WHAT YOU NEED TO DO:
In the records below, starting at the line that contains "Return the polygon of every instance of the adjacent" and ending at the line that contains "567 54 L 528", arrange each line as a row of a Markdown table, leaving out blank lines. Use two columns: Row for the row number and Text for the line.

EXTRACTED MATERIAL:
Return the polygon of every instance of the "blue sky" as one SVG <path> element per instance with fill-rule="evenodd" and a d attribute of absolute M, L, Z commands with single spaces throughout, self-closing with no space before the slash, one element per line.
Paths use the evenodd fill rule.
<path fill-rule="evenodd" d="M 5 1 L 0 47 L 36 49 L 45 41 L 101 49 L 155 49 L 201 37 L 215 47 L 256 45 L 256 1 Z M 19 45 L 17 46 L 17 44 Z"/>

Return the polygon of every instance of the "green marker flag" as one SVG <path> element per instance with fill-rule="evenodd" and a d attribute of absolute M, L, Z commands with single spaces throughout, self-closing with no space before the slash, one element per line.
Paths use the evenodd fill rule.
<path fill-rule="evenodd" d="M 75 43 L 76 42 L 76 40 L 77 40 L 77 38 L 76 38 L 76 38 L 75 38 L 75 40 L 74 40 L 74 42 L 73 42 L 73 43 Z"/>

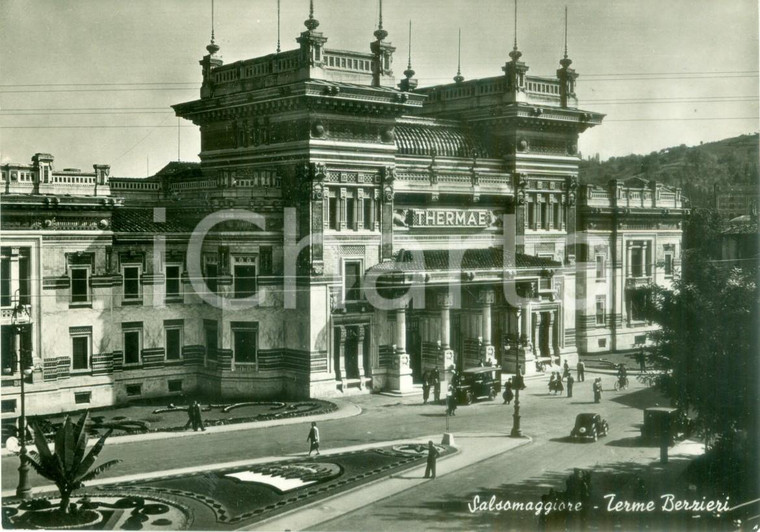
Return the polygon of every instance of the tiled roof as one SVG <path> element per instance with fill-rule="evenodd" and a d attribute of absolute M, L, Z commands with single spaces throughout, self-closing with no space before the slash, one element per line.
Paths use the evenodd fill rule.
<path fill-rule="evenodd" d="M 396 125 L 396 146 L 403 155 L 429 156 L 435 149 L 442 157 L 488 157 L 488 153 L 474 136 L 455 126 L 429 126 L 399 123 Z"/>
<path fill-rule="evenodd" d="M 452 254 L 456 261 L 458 255 Z M 517 268 L 558 268 L 561 263 L 543 257 L 534 257 L 524 253 L 515 254 Z M 445 249 L 428 249 L 421 252 L 400 250 L 392 261 L 383 262 L 375 268 L 386 271 L 433 271 L 449 270 L 449 251 Z M 462 257 L 462 270 L 501 270 L 504 268 L 504 251 L 501 248 L 468 249 Z"/>
<path fill-rule="evenodd" d="M 117 233 L 190 233 L 195 228 L 171 212 L 165 222 L 154 222 L 153 209 L 116 209 L 112 221 Z"/>

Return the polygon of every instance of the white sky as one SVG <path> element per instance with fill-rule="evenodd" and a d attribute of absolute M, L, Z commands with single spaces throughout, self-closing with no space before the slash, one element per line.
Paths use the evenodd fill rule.
<path fill-rule="evenodd" d="M 369 51 L 377 0 L 315 4 L 328 48 Z M 758 130 L 756 0 L 523 0 L 518 43 L 530 74 L 558 68 L 565 4 L 580 107 L 607 114 L 581 136 L 584 156 Z M 276 5 L 216 0 L 225 62 L 274 52 Z M 421 85 L 456 74 L 460 27 L 465 78 L 502 73 L 512 0 L 385 0 L 383 10 L 397 79 L 410 19 Z M 144 176 L 176 160 L 169 106 L 199 96 L 210 14 L 210 0 L 0 0 L 0 160 L 48 152 L 57 168 L 110 164 L 112 176 Z M 282 0 L 283 50 L 297 46 L 307 15 L 307 0 Z M 182 126 L 181 158 L 198 160 L 198 130 Z"/>

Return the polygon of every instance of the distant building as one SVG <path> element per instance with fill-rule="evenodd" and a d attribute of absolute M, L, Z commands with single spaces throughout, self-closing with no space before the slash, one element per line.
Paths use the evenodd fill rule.
<path fill-rule="evenodd" d="M 760 200 L 760 187 L 754 184 L 727 185 L 716 183 L 714 186 L 715 210 L 724 220 L 749 215 L 757 210 Z"/>
<path fill-rule="evenodd" d="M 643 341 L 637 290 L 677 266 L 680 193 L 579 188 L 603 115 L 578 108 L 567 56 L 529 76 L 515 45 L 503 74 L 418 89 L 384 29 L 350 52 L 305 25 L 297 49 L 228 65 L 212 40 L 200 98 L 174 106 L 199 165 L 3 167 L 4 415 L 19 302 L 32 412 L 408 392 Z"/>

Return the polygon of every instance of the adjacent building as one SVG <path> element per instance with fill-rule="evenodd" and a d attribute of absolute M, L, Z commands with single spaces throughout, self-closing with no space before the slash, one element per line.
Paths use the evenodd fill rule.
<path fill-rule="evenodd" d="M 567 54 L 528 75 L 400 82 L 366 52 L 298 47 L 224 64 L 196 100 L 200 164 L 147 179 L 2 167 L 3 412 L 130 398 L 406 393 L 426 371 L 640 345 L 640 288 L 678 264 L 680 191 L 579 186 Z M 16 316 L 14 317 L 13 314 Z M 11 321 L 28 324 L 17 336 Z"/>

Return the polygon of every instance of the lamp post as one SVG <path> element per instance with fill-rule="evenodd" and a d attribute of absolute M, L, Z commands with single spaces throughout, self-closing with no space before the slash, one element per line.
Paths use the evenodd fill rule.
<path fill-rule="evenodd" d="M 522 374 L 520 373 L 520 338 L 515 343 L 515 413 L 512 415 L 512 432 L 510 437 L 522 438 L 520 430 L 520 389 L 522 388 Z"/>
<path fill-rule="evenodd" d="M 21 418 L 19 420 L 19 441 L 21 443 L 21 449 L 19 451 L 19 459 L 21 465 L 18 468 L 18 486 L 16 487 L 16 497 L 19 499 L 29 499 L 32 495 L 32 486 L 29 483 L 29 462 L 26 460 L 26 396 L 24 390 L 24 381 L 28 375 L 32 374 L 32 368 L 26 367 L 26 357 L 24 357 L 21 351 L 21 333 L 24 327 L 29 324 L 30 314 L 27 307 L 21 304 L 19 298 L 19 291 L 16 290 L 14 294 L 13 314 L 11 314 L 11 327 L 13 327 L 13 354 L 18 361 L 19 377 L 21 380 Z M 15 364 L 14 364 L 15 366 Z M 15 370 L 15 367 L 13 368 Z"/>

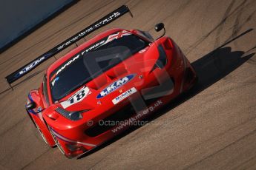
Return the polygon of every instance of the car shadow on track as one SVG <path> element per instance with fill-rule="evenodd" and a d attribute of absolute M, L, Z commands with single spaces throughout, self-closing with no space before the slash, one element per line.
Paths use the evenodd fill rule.
<path fill-rule="evenodd" d="M 223 46 L 222 46 L 223 47 Z M 180 103 L 194 97 L 197 94 L 207 89 L 219 80 L 225 78 L 230 72 L 238 68 L 243 64 L 249 60 L 255 53 L 251 53 L 245 55 L 243 51 L 232 51 L 232 48 L 220 47 L 208 53 L 200 59 L 195 61 L 191 65 L 195 69 L 198 75 L 198 82 L 191 89 L 180 95 L 175 100 L 170 103 L 169 105 L 164 106 L 157 113 L 152 114 L 147 118 L 147 121 L 152 121 L 156 118 L 165 114 Z M 127 135 L 134 130 L 140 127 L 131 127 L 124 133 L 117 135 L 111 140 L 95 148 L 94 149 L 85 153 L 79 158 L 85 157 L 106 146 L 118 140 L 119 139 Z"/>

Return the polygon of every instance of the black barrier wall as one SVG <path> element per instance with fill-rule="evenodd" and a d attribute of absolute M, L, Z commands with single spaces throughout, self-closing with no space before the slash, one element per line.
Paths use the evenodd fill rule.
<path fill-rule="evenodd" d="M 76 0 L 1 0 L 0 51 Z"/>

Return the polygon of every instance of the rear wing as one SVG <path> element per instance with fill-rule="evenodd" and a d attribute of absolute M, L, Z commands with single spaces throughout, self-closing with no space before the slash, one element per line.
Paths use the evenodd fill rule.
<path fill-rule="evenodd" d="M 82 31 L 77 33 L 74 35 L 54 47 L 53 49 L 37 57 L 35 60 L 30 61 L 29 64 L 22 67 L 13 73 L 8 75 L 7 77 L 5 77 L 6 80 L 7 81 L 8 84 L 10 84 L 11 83 L 14 82 L 15 81 L 18 80 L 19 78 L 32 71 L 37 66 L 49 59 L 50 58 L 53 57 L 54 55 L 62 51 L 64 49 L 67 48 L 73 43 L 76 43 L 83 37 L 88 35 L 88 34 L 93 33 L 99 28 L 112 22 L 113 21 L 116 20 L 128 12 L 129 12 L 131 16 L 133 16 L 129 8 L 126 5 L 119 7 L 101 19 L 94 22 L 89 27 L 85 28 Z"/>

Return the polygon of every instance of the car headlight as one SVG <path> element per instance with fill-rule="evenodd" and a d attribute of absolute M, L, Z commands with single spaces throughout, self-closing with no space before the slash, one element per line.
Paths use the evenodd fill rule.
<path fill-rule="evenodd" d="M 167 63 L 166 53 L 162 45 L 159 45 L 157 49 L 159 52 L 159 58 L 156 62 L 156 65 L 158 68 L 163 69 Z"/>
<path fill-rule="evenodd" d="M 82 118 L 82 112 L 84 111 L 76 111 L 76 112 L 68 112 L 62 108 L 58 107 L 55 109 L 56 112 L 60 115 L 65 116 L 66 118 L 68 118 L 71 120 L 78 120 Z"/>

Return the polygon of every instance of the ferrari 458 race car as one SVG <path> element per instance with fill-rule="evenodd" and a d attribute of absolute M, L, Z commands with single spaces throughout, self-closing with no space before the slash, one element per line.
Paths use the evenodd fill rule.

RESULT:
| Row | Text |
|---|---|
| 1 | Return the polygon of every instance of the adjacent building as one SVG <path> element per instance with fill-rule="evenodd" and a d attribute of absolute M, L, Z commands with single spaces throughout, self-closing with no space before the slash, one element per line. |
| 2 | Paths use the evenodd fill rule. |
| 3 | <path fill-rule="evenodd" d="M 567 54 L 528 75 L 400 82 L 366 52 L 298 47 L 224 64 L 196 100 L 200 164 L 147 179 L 2 167 L 3 412 L 130 398 L 406 393 L 426 371 L 640 345 L 640 288 L 678 264 L 680 191 L 579 186 Z M 16 316 L 14 317 L 13 314 Z M 11 321 L 28 324 L 17 336 Z"/> |